Oaxaca
12 de marzo del 2017

PREHISTORIAS

Hacia 1990 las placas tectónicas de la literatura oaxaqueña tenían una configuración distinta a la de hoy. Las Casas de Cultura de la Ciudad de Oaxaca y de Juchitán se habían encargado de publicar libros de algunos poetas jóvenes en aquellos años: José Luis Reyes Hernández, Azael Rodríguez, Jorge Fuentes Chávez y César Rito Salinas, entre otros. Volúmenes modestísimos con forros de cartoncillo e ilustraciones en serigrafía, pero que cumplieron una función vital al impulsar los nuevos ramajes de las letras locales, prefigurando lo que más adelante serían programas editoriales como la colección Parajes de la Secretaría de las Culturas y las Artes, y la Editorial Almadía en la iniciativa privada.

Nuestros escritores en letras indígenas más reconocidos hoy en día empezaban entonces a aparecer en escena. Recién se nombraba a Javier Castellanos, Mario Molina, Juan Gregorio Regino y Víctor Terán, la mayoría en lengua zapoteca. En Juchitán se daba un empuje literario de consideración, a la par de los remanentes de una efervescencia política protagonizada por la COCEI. La revista Guchachi ’Reza estaba en sus mejores momentos.

En la ciudad de Oaxaca Julio Ramírez cumplía un lustro de involucrar a jóvenes en el oficio escritural. El taller literario de la Biblioteca Pública Central, para el año que nos ocupa, se abría paso con Cantera Verde, una de las primeras revistas con solidez y permanencia en nuestro ámbito.

* [CONSIGNA PLANTEADA 1]:
Según el texto sobre la literatura oaxaqueña hacia 1990, ¿con qué revista se abría paso el taller literario de la Biblioteca Pública Central?
* [CONSIGNA PLANTEADA 2]:
Transcribe del texto sobre la literatura oaxaqueña todo el fragmento, desde "PREHISTORIAS" hasta "la iniciativa privada.".

* [MATERIAL PROPORCIONADO]:
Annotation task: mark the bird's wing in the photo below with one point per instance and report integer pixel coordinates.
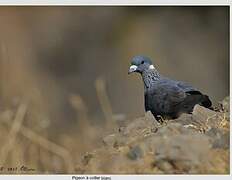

* [SALIDA CORRECTA 1]:
Con Cantera Verde.

* [SALIDA CORRECTA 2]:
PREHISTORIAS

Hacia 1990 las placas tectónicas de la literatura oaxaqueña tenían una configuración distinta a la de hoy. Las Casas de Cultura de la Ciudad de Oaxaca y de Juchitán se habían encargado de publicar libros de algunos poetas jóvenes en aquellos años: José Luis Reyes Hernández, Azael Rodríguez, Jorge Fuentes Chávez y César Rito Salinas, entre otros. Volúmenes modestísimos con forros de cartoncillo e ilustraciones en serigrafía, pero que cumplieron una función vital al impulsar los nuevos ramajes de las letras locales, prefigurando lo que más adelante serían programas editoriales como la colección Parajes de la Secretaría de las Culturas y las Artes, y la Editorial Almadía en la iniciativa privada.